:: Stated exercise ::
Reproduce the lines in the data records below exactly, starting at the line with "Can you find the green" and ending with the line with "[[487, 254]]", both included.

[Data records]
=-=-=
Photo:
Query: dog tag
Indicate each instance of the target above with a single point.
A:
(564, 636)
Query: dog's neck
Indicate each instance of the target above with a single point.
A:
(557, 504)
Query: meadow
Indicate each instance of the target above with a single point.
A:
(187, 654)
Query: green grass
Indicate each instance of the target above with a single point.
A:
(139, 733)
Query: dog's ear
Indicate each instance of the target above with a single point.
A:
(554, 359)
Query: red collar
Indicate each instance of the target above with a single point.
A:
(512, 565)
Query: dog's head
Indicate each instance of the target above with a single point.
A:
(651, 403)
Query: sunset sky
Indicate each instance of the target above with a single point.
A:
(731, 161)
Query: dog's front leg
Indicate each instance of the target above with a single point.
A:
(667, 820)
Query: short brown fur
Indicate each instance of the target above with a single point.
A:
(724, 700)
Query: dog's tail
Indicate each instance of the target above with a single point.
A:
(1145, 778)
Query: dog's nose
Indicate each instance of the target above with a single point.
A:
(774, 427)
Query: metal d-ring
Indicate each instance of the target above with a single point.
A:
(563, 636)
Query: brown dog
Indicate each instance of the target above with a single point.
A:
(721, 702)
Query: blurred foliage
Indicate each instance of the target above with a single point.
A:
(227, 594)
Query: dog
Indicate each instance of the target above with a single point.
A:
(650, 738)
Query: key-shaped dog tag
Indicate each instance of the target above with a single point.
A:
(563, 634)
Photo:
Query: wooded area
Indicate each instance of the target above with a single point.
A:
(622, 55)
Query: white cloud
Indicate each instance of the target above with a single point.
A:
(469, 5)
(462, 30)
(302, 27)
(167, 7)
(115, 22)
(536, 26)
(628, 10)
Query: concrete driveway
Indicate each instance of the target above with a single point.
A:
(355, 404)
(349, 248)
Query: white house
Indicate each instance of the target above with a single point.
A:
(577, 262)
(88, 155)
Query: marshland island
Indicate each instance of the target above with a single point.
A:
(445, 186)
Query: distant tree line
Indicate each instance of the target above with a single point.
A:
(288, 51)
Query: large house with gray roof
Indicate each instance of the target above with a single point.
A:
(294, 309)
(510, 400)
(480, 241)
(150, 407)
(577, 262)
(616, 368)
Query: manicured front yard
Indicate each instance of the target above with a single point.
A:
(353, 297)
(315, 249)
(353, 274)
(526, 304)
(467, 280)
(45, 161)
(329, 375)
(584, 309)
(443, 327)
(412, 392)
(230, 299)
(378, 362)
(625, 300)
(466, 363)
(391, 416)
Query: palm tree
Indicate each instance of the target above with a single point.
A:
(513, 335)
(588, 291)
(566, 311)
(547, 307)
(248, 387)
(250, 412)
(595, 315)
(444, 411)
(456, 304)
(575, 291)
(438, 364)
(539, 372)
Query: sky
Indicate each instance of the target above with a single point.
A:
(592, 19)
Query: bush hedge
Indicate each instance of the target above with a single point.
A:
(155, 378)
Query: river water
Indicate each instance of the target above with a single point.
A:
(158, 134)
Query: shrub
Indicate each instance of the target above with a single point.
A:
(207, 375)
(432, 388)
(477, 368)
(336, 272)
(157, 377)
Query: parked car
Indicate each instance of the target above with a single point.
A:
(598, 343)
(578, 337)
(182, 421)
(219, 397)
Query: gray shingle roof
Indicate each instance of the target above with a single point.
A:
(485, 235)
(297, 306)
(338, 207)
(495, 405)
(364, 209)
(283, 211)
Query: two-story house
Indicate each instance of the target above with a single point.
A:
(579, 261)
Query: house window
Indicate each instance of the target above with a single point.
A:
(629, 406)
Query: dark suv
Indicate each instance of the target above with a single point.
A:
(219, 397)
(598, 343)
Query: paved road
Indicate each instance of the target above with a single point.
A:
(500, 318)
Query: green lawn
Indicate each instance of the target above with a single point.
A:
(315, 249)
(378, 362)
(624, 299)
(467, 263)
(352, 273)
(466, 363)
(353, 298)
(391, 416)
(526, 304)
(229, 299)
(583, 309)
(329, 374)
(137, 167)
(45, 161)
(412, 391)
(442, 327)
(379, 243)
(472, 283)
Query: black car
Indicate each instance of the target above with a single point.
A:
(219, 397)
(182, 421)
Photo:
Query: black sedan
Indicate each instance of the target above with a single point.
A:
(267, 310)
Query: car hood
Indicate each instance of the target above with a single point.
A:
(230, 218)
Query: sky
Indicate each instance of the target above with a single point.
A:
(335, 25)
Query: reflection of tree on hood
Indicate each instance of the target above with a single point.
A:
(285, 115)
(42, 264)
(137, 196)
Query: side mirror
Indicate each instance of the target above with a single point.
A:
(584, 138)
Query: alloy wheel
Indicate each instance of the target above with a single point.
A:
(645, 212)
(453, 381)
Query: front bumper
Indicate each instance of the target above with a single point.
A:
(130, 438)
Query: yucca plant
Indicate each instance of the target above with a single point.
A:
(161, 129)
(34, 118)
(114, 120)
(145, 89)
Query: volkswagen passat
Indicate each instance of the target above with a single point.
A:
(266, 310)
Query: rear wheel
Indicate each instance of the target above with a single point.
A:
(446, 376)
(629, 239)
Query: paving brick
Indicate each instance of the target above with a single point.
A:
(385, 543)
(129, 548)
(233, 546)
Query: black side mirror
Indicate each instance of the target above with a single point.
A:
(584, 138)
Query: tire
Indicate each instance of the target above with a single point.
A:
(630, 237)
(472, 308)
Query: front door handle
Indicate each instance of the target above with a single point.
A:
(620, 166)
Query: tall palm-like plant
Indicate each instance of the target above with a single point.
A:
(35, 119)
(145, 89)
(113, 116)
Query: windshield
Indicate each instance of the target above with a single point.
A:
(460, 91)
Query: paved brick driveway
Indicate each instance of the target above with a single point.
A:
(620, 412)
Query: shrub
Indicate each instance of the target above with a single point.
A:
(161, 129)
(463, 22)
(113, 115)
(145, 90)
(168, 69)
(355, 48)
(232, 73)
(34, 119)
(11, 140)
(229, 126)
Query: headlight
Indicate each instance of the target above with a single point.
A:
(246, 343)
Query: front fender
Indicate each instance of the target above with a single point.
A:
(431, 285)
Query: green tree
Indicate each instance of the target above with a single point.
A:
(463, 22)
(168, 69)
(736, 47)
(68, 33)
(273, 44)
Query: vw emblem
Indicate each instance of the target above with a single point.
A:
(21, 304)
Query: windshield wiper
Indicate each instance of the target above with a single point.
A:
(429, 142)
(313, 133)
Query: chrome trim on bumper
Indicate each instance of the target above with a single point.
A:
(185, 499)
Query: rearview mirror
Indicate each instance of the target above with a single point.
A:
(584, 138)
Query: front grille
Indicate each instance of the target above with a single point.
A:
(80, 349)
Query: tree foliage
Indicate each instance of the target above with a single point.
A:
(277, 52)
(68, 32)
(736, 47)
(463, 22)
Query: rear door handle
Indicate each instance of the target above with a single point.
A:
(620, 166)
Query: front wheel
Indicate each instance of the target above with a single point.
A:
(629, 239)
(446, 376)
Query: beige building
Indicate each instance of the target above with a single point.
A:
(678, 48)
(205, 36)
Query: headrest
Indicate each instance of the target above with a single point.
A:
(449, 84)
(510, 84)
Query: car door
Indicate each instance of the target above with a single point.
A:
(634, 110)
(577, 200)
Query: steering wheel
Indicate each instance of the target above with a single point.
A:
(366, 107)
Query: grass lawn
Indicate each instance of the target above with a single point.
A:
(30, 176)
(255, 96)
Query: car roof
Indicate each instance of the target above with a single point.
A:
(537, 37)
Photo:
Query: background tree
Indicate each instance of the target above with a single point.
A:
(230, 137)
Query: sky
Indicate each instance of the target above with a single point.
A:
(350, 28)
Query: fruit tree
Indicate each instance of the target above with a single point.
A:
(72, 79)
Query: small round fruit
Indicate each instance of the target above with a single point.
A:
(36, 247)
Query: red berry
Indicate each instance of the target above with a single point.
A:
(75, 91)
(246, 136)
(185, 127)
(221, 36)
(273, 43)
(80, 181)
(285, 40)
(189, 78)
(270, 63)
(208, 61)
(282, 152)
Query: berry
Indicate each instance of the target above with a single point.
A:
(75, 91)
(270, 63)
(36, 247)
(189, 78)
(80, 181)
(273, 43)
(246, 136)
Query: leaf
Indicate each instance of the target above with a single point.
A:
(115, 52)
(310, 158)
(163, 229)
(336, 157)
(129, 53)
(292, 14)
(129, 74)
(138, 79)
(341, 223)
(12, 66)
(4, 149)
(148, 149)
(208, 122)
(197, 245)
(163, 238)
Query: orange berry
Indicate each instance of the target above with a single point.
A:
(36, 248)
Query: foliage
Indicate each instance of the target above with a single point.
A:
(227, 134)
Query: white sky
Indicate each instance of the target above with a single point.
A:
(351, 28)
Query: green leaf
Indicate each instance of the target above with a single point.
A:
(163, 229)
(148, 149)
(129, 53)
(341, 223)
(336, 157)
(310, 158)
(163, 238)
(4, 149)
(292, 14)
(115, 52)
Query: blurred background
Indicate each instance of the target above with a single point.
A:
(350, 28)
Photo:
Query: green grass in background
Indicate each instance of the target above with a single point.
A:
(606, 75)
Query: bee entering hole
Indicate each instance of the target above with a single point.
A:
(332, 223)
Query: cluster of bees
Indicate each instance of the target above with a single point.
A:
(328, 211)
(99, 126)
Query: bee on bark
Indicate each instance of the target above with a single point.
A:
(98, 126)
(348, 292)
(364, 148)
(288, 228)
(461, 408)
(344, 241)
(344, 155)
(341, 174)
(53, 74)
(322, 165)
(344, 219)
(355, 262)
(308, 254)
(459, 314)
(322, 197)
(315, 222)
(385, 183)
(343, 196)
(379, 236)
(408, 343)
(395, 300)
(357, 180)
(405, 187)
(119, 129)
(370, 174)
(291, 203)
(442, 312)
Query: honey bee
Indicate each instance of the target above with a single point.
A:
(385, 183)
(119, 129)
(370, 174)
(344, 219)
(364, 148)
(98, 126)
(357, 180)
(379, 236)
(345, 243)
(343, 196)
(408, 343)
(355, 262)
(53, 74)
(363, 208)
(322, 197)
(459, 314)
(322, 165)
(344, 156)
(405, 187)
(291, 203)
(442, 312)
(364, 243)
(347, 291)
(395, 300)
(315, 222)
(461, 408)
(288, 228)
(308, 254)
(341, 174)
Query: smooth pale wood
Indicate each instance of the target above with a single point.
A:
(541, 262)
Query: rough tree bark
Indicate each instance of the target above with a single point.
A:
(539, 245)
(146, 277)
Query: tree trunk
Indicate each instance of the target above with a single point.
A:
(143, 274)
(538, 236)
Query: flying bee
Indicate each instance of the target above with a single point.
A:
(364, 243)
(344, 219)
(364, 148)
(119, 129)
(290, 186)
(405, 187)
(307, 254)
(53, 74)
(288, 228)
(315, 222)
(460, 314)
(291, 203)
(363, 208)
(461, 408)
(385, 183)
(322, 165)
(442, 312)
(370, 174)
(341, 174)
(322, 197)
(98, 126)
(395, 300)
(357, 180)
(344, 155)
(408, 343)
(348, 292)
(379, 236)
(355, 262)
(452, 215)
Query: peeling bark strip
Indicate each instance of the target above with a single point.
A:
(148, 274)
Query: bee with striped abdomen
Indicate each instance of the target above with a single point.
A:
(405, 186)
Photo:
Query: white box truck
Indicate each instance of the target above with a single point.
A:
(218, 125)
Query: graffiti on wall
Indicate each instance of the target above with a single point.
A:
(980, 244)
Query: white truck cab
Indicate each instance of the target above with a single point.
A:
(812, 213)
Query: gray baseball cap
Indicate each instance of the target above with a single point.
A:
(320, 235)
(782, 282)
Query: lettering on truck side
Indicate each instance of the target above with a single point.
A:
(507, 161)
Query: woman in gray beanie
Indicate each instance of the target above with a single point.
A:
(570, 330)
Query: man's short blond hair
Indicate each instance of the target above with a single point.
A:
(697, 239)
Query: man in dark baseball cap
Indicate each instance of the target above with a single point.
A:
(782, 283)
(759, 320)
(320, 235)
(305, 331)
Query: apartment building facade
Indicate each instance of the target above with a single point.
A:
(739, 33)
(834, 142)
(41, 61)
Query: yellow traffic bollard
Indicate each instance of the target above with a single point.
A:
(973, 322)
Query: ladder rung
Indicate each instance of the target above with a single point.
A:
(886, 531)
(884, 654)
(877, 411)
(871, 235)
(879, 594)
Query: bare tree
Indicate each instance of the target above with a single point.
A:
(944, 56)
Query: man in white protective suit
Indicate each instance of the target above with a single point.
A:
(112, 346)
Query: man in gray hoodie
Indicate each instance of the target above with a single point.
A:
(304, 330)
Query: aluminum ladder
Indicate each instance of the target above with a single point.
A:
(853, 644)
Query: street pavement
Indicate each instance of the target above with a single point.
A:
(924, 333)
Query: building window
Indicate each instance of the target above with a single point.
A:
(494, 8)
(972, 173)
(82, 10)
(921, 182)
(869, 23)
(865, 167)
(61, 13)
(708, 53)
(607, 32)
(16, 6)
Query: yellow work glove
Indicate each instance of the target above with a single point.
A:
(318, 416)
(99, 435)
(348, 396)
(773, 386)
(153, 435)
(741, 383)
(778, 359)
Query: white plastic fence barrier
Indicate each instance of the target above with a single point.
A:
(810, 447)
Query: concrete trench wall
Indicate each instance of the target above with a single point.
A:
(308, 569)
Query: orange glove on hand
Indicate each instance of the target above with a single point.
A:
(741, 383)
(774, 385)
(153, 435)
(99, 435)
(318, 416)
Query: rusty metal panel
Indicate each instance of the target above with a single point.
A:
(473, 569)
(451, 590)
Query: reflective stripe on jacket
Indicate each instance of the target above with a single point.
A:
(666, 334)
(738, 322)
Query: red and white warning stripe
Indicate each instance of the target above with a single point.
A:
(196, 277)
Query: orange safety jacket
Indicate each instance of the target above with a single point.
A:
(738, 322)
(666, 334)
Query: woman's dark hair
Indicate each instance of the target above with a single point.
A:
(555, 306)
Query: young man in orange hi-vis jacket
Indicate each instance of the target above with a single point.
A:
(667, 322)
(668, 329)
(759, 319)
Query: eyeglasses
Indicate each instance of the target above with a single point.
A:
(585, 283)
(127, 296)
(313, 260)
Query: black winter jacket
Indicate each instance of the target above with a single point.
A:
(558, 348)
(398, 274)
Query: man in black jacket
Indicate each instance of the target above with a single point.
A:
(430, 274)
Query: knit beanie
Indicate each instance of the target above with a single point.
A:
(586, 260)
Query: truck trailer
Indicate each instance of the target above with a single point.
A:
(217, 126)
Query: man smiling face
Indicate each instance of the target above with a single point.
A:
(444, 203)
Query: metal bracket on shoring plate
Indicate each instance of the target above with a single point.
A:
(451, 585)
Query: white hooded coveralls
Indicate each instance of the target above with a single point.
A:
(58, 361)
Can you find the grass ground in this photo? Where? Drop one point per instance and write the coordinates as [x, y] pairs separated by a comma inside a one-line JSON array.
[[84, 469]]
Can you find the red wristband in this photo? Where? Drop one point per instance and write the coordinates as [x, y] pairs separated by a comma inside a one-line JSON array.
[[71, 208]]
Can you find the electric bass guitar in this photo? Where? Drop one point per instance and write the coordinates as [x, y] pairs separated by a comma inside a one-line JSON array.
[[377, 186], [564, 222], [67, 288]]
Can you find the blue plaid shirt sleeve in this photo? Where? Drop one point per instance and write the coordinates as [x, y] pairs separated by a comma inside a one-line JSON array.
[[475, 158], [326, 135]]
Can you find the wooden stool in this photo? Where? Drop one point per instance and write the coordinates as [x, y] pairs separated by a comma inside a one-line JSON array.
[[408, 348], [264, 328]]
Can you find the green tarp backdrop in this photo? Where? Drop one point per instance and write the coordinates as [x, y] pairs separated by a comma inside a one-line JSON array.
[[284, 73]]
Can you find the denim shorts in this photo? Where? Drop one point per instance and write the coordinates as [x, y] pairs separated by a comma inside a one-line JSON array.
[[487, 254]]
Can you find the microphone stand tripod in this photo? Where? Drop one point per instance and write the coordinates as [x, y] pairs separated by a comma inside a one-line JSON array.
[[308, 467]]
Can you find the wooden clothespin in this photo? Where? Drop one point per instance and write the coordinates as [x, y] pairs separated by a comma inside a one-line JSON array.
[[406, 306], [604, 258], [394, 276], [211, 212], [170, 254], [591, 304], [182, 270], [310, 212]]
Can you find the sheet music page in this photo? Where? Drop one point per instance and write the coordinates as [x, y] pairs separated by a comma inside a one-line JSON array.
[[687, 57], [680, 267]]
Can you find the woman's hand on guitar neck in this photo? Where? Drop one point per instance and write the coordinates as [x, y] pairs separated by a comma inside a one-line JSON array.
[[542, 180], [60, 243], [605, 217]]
=-=-=
:: Solution to the problem ::
Can you find the green tarp backdrop in this photo? Where? Drop one point per instance and write the coordinates as [x, y] pairs separated by a comma inside a one-line JSON array.
[[284, 73]]
Can you find the denim shorts in this photo? Where? Drop one point per instance and write the coordinates as [x, y] pairs separated by a comma inside a one-line JSON array.
[[487, 254]]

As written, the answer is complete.